It's easier than you might imagine to get involved in motorsport. Anyone can have a go at karting or an autosolo or become a marshal. There are opportunities to compete from the age of eight and clubs all around the country which you can join.
The BWRDC was formed with the aim of promoting and supporting women in all forms of motorsport, and we are an MSA registered club with our own championships and awards. As a member you can claim points towards the BWRDC championships for the events you take part in during the year.
GET STARTED IN MOTORSPORT
What is Motorsport?
Motorsport is one of the most successful and popular sports in Britain. There are around 750 registered motor clubs, (including the BWRDC) which organise over 4,300 events a year in 22 different disciplines. There are at least 100,000 competitors, of which some 30,000 individuals hold MSA Competition licences. A1though it is often perceived as a male dominated sport, there are many more successful female participants than you might imagine.
Who can compete?
Anyone over the age of 8, male or female, can drive competitively. As for cars, many forms of motorsport can be tackled with completely standard road cars, while others permit only very limited modifications. Some require each car to carry a passenger, often as an active participant, so you don't necessarily even need a car to be a competitor.
What if I don't want to compete?
You don't have to be a competitor to become actively involved. A great many rewarding and enjoyable opportunities exist in all areas of the sport, from the organisation of events to marshalling. You can even seek permanent employment. Great Britain is the centre of motorsport, with over 50,000 men and women employed as truck drivers, secretaries, event organisers, championship co-ordinators, mechanics or salespeople, and in PR, administration and planning.
How do I find out more?

• _GIVEN DATA_
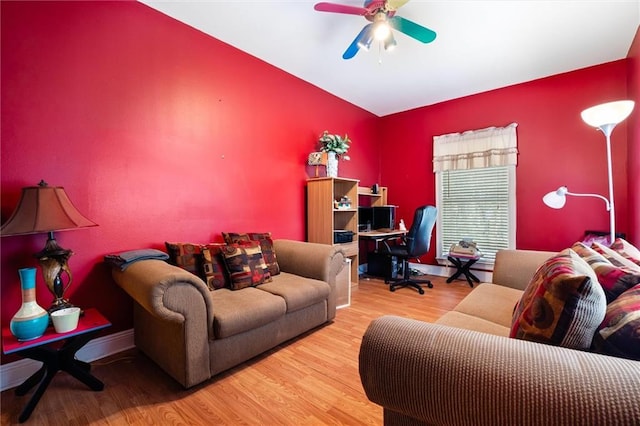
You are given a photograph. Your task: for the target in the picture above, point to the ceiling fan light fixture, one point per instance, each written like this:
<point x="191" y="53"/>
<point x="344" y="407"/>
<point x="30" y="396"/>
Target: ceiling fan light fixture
<point x="390" y="43"/>
<point x="381" y="31"/>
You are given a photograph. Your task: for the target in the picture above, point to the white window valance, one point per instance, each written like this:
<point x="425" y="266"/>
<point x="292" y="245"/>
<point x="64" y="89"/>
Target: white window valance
<point x="490" y="147"/>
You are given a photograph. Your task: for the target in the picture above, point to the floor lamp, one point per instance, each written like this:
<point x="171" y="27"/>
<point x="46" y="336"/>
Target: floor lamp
<point x="603" y="117"/>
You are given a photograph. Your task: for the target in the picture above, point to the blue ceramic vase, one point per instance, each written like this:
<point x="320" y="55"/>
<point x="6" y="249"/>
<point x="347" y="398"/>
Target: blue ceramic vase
<point x="31" y="320"/>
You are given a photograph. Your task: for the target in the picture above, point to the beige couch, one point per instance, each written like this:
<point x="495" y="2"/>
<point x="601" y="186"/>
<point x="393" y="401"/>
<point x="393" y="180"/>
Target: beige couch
<point x="193" y="333"/>
<point x="465" y="370"/>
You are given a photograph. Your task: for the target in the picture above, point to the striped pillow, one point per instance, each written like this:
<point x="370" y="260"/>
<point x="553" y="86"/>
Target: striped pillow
<point x="563" y="304"/>
<point x="619" y="333"/>
<point x="614" y="280"/>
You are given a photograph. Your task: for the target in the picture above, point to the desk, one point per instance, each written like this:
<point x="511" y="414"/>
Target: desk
<point x="380" y="264"/>
<point x="462" y="264"/>
<point x="380" y="235"/>
<point x="56" y="359"/>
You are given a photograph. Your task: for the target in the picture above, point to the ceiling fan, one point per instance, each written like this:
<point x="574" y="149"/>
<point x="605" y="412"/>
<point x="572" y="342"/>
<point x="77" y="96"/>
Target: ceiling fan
<point x="382" y="17"/>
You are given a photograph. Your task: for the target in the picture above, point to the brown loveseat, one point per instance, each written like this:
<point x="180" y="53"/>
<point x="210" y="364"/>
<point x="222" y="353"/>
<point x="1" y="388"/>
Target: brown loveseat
<point x="193" y="333"/>
<point x="465" y="370"/>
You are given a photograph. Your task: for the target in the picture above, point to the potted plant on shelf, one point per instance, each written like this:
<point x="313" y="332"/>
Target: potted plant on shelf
<point x="336" y="147"/>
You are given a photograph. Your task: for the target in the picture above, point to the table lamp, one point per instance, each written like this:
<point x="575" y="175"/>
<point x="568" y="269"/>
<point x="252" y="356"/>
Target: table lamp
<point x="45" y="209"/>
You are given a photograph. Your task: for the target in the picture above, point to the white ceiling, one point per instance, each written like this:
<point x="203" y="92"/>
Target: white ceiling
<point x="480" y="45"/>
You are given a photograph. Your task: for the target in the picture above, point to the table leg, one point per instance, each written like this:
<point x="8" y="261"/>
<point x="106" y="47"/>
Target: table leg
<point x="458" y="272"/>
<point x="463" y="267"/>
<point x="35" y="378"/>
<point x="53" y="361"/>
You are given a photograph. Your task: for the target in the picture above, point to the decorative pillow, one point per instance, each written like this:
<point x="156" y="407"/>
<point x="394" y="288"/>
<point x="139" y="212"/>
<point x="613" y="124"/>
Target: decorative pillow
<point x="245" y="265"/>
<point x="562" y="305"/>
<point x="627" y="250"/>
<point x="614" y="280"/>
<point x="619" y="334"/>
<point x="186" y="256"/>
<point x="213" y="266"/>
<point x="614" y="257"/>
<point x="266" y="245"/>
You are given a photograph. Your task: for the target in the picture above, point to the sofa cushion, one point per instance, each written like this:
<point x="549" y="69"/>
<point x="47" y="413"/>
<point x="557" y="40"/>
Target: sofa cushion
<point x="626" y="250"/>
<point x="470" y="322"/>
<point x="245" y="265"/>
<point x="239" y="311"/>
<point x="266" y="245"/>
<point x="619" y="333"/>
<point x="491" y="302"/>
<point x="614" y="280"/>
<point x="298" y="292"/>
<point x="563" y="305"/>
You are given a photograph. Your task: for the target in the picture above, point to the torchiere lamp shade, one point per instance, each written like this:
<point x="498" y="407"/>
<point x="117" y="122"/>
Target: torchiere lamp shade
<point x="42" y="209"/>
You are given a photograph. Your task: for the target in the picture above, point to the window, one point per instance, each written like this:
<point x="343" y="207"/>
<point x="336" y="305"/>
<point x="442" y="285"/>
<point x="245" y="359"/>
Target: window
<point x="475" y="190"/>
<point x="477" y="204"/>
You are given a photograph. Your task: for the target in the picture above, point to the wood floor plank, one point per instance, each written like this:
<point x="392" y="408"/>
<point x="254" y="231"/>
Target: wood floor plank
<point x="311" y="380"/>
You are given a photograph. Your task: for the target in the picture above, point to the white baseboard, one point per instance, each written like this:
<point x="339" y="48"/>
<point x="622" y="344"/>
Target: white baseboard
<point x="14" y="373"/>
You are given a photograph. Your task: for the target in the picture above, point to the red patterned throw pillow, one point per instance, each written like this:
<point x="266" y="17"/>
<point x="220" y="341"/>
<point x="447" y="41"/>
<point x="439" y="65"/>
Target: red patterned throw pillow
<point x="266" y="245"/>
<point x="562" y="305"/>
<point x="614" y="257"/>
<point x="246" y="265"/>
<point x="626" y="250"/>
<point x="619" y="334"/>
<point x="213" y="266"/>
<point x="203" y="260"/>
<point x="186" y="256"/>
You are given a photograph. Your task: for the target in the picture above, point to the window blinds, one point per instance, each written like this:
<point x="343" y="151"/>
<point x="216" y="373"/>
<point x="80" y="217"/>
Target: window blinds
<point x="476" y="189"/>
<point x="475" y="204"/>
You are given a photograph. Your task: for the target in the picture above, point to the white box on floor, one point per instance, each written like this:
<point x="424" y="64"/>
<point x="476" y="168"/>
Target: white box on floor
<point x="343" y="286"/>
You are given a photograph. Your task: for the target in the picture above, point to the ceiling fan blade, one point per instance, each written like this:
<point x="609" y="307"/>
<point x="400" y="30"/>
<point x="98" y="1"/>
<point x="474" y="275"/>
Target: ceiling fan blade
<point x="412" y="29"/>
<point x="354" y="47"/>
<point x="395" y="4"/>
<point x="340" y="8"/>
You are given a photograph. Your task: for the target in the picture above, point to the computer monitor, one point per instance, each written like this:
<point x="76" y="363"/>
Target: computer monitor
<point x="384" y="217"/>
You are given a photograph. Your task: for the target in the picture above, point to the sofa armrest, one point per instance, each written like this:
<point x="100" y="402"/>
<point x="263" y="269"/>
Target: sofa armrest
<point x="150" y="282"/>
<point x="431" y="374"/>
<point x="312" y="260"/>
<point x="173" y="318"/>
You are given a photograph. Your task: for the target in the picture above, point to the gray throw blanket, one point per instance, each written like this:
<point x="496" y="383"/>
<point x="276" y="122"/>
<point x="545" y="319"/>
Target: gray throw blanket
<point x="126" y="258"/>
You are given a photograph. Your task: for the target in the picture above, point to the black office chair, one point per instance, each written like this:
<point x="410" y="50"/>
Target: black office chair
<point x="414" y="244"/>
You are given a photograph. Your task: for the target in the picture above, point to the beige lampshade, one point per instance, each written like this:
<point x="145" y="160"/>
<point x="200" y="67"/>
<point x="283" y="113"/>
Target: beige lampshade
<point x="609" y="113"/>
<point x="44" y="208"/>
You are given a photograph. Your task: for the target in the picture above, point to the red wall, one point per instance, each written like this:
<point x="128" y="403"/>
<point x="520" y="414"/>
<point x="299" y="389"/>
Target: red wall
<point x="555" y="148"/>
<point x="157" y="132"/>
<point x="633" y="157"/>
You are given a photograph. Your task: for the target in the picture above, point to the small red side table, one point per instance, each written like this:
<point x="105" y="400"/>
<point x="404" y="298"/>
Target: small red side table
<point x="55" y="359"/>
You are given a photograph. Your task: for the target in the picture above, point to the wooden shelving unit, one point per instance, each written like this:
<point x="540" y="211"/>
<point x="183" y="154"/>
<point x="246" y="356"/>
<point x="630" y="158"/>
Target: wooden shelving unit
<point x="323" y="218"/>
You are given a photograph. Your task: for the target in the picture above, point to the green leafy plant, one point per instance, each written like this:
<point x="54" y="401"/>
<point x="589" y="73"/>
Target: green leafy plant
<point x="334" y="143"/>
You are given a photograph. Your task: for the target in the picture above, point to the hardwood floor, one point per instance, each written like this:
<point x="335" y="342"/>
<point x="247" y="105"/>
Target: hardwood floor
<point x="308" y="381"/>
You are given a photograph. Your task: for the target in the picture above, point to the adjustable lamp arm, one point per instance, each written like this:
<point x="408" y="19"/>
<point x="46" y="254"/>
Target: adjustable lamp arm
<point x="607" y="203"/>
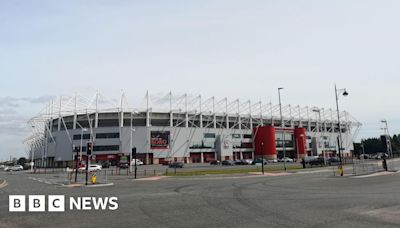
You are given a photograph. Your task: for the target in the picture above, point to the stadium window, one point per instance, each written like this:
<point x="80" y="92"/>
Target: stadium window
<point x="247" y="136"/>
<point x="84" y="136"/>
<point x="209" y="135"/>
<point x="107" y="135"/>
<point x="106" y="148"/>
<point x="236" y="136"/>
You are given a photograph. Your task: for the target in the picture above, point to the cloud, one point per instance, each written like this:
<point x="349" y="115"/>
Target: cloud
<point x="15" y="101"/>
<point x="7" y="111"/>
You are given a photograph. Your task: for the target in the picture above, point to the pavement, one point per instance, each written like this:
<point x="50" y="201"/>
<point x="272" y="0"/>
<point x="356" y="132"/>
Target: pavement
<point x="313" y="199"/>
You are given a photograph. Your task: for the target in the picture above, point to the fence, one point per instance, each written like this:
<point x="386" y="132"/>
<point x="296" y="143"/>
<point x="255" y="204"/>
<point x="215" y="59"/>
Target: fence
<point x="369" y="166"/>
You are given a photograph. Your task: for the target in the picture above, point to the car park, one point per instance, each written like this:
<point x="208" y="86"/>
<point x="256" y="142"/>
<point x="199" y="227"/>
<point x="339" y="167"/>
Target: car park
<point x="16" y="168"/>
<point x="92" y="168"/>
<point x="258" y="161"/>
<point x="215" y="162"/>
<point x="228" y="162"/>
<point x="286" y="159"/>
<point x="165" y="162"/>
<point x="176" y="165"/>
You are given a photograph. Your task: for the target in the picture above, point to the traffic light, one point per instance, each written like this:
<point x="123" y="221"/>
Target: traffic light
<point x="89" y="148"/>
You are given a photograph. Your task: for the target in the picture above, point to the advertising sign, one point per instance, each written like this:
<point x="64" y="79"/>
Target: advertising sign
<point x="159" y="139"/>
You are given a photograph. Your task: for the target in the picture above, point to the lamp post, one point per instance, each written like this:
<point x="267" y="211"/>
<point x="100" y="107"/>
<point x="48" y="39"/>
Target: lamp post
<point x="131" y="157"/>
<point x="387" y="137"/>
<point x="318" y="131"/>
<point x="282" y="128"/>
<point x="32" y="152"/>
<point x="337" y="93"/>
<point x="262" y="159"/>
<point x="80" y="151"/>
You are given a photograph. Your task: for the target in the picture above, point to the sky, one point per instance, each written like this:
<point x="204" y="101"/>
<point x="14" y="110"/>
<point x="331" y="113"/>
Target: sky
<point x="223" y="48"/>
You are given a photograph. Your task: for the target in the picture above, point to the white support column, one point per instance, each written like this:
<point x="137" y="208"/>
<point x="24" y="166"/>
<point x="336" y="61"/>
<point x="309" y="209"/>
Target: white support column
<point x="201" y="114"/>
<point x="171" y="114"/>
<point x="300" y="121"/>
<point x="214" y="116"/>
<point x="226" y="113"/>
<point x="122" y="110"/>
<point x="186" y="113"/>
<point x="75" y="115"/>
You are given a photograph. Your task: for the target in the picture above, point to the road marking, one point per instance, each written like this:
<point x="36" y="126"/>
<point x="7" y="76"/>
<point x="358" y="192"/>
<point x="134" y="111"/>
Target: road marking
<point x="3" y="184"/>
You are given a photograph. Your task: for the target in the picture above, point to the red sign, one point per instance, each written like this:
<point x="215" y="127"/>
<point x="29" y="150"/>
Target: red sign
<point x="159" y="139"/>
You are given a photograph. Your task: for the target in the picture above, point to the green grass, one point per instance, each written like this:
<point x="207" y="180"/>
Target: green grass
<point x="181" y="172"/>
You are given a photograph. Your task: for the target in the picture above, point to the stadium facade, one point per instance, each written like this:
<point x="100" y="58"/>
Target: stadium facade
<point x="183" y="128"/>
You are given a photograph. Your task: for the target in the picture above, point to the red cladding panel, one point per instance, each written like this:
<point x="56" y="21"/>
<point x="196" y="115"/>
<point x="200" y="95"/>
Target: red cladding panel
<point x="301" y="142"/>
<point x="266" y="135"/>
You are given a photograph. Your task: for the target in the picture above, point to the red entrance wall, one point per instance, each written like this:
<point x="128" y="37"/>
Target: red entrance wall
<point x="265" y="135"/>
<point x="301" y="141"/>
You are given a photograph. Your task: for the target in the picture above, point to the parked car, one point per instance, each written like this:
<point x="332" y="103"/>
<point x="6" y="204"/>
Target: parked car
<point x="215" y="162"/>
<point x="165" y="162"/>
<point x="92" y="168"/>
<point x="105" y="164"/>
<point x="16" y="168"/>
<point x="176" y="165"/>
<point x="258" y="161"/>
<point x="228" y="162"/>
<point x="239" y="162"/>
<point x="286" y="159"/>
<point x="123" y="165"/>
<point x="138" y="162"/>
<point x="316" y="161"/>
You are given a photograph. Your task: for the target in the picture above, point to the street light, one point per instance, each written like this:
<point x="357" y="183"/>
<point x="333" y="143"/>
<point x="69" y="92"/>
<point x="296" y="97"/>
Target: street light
<point x="80" y="152"/>
<point x="262" y="159"/>
<point x="317" y="110"/>
<point x="131" y="132"/>
<point x="32" y="152"/>
<point x="282" y="126"/>
<point x="337" y="93"/>
<point x="387" y="137"/>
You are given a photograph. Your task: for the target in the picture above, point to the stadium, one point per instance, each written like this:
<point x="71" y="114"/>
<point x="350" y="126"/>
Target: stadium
<point x="183" y="128"/>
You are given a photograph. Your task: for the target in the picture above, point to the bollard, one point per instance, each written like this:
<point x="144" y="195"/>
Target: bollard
<point x="106" y="177"/>
<point x="94" y="178"/>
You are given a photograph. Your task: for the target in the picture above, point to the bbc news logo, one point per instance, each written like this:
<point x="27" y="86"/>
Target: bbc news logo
<point x="57" y="203"/>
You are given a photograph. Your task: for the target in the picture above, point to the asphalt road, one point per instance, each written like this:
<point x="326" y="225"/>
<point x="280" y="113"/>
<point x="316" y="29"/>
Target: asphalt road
<point x="316" y="199"/>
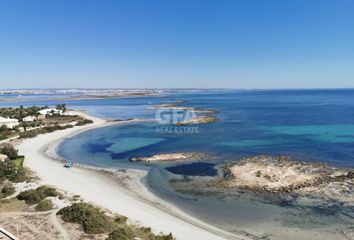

• _WHAT TO WORK ON_
A. According to the motorsport text, roughly how many registered motor clubs are there in Britain?
B. Begin at the line of the entries that contains "the bbc news" and stop after the last line of the entries. Give those lines as a JSON list of strings, one string per line, with blank lines and pictures left out.

• _ANSWERS_
A. Around 750.

B.
[
  "You are given a photograph. Your task: for the target in the picture above, point to the bbc news logo, one point per instance, each written like this:",
  "<point x=\"27\" y=\"86\"/>",
  "Target: bbc news logo",
  "<point x=\"57\" y=\"203\"/>",
  "You are given a photograph. Your task: for the target in the picture above, point to the asphalt road, one point per instance, each written like this:",
  "<point x=\"326\" y=\"225\"/>",
  "<point x=\"280\" y=\"113\"/>",
  "<point x=\"316\" y=\"29\"/>",
  "Target: asphalt road",
  "<point x=\"316\" y=\"199\"/>"
]